■ Assigned task 1 ■
Return every line of the Saved data entries listing, which follows the forum thread, with no changes.

■ Selected excerpt ■
※

# Have you use "Cricut Create" for heat transfer paper?



## pelon1904 (Aug 10, 2010)

I'm new into the heat transfer business and I'm also on a budget, wanted to know if it was a good idea to use a cricut for cutting heat transfers thanks in advance.


----------



## Nick Horvath (Feb 26, 2010)

If you mean cutting heat applied vinyl, yes it will. You just need to cut the vinyl to fit your sheet size.


----------



## gmcj2011 (Jun 25, 2011)

We would also appreciate info on using the Cricut Create.... on inkjet transfer paper... We want to design our own images and cut them. We're very new to this and probably don't use the correct words...sorry... thanks!!


----------



## sandyj (Jan 18, 2011)

I'm afraid you will not be able to make your own designs with a Cricut Creat - it is designed to work only with cricut cartridges and will not work with any software. Unlike the Cricut Expression, it prints and cuts all in one operation, but it does not work all that well. If you read the cricut forums, you will see all the problems that users are having. Many of the people who have it wish they hadn't bought it at all.

If you want to do print and cut (print the transfers then cut around the outside of the design) and don't want to spend a lot on a machine, you might look into the new zing that is due to release the end of this month. It does not print itself like the create, but does contour cut accurately and easily (or so the videos show) and at a reasonable price ($399). You can do a search on this forum or go to the forum at make-the-cut.com, as that is the software that will be shipping with it.


----------



## gmcj2011 (Jun 25, 2011)

I'm so glad we didn't buy the cricut machine we were looking at. We want to make our own designs (I know most of the ready made designs are not legal to use and we're being very careful not to do that)... and cut them... I'll investigate the site you mention. Thanks very much!


----------

※

Saved data entries:

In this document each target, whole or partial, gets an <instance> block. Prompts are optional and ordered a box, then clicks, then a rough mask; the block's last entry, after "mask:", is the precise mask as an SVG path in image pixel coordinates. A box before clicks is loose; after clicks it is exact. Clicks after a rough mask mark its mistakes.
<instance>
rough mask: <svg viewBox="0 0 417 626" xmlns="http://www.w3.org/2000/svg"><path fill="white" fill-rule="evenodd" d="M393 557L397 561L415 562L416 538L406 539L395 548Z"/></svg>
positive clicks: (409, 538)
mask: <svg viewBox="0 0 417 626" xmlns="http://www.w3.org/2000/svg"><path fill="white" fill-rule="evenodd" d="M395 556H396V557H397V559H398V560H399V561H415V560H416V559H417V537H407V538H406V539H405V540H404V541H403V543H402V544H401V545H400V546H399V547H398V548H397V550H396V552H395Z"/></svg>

※

■ Assigned task 2 ■
Answer these questions from the Cricut forum thread, one line each:
(a) What does Nick Horvath say must be done to the vinyl?
(b) What price is given for the zing?
(c) What is the Cricut Create designed to work only with?

■ Written solution 1 ■
In this document each target, whole or partial, gets an <instance> block. Prompts are optional and ordered a box, then clicks, then a rough mask; the block's last entry, after "mask:", is the precise mask as an SVG path in image pixel coordinates. A box before clicks is loose; after clicks it is exact. Clicks after a rough mask mark its mistakes.
<instance>
rough mask: <svg viewBox="0 0 417 626" xmlns="http://www.w3.org/2000/svg"><path fill="white" fill-rule="evenodd" d="M393 557L397 561L415 562L416 538L406 539L395 548Z"/></svg>
positive clicks: (409, 538)
mask: <svg viewBox="0 0 417 626" xmlns="http://www.w3.org/2000/svg"><path fill="white" fill-rule="evenodd" d="M395 556H396V557H397V559H398V560H399V561H415V560H416V559H417V537H407V538H406V539H405V540H404V541H403V543H402V544H401V545H400V546H399V547H398V548H397V550H396V552H395Z"/></svg>

■ Written solution 2 ■
(a) It must be cut to fit your sheet size.
(b) $399.
(c) Cricut cartridges.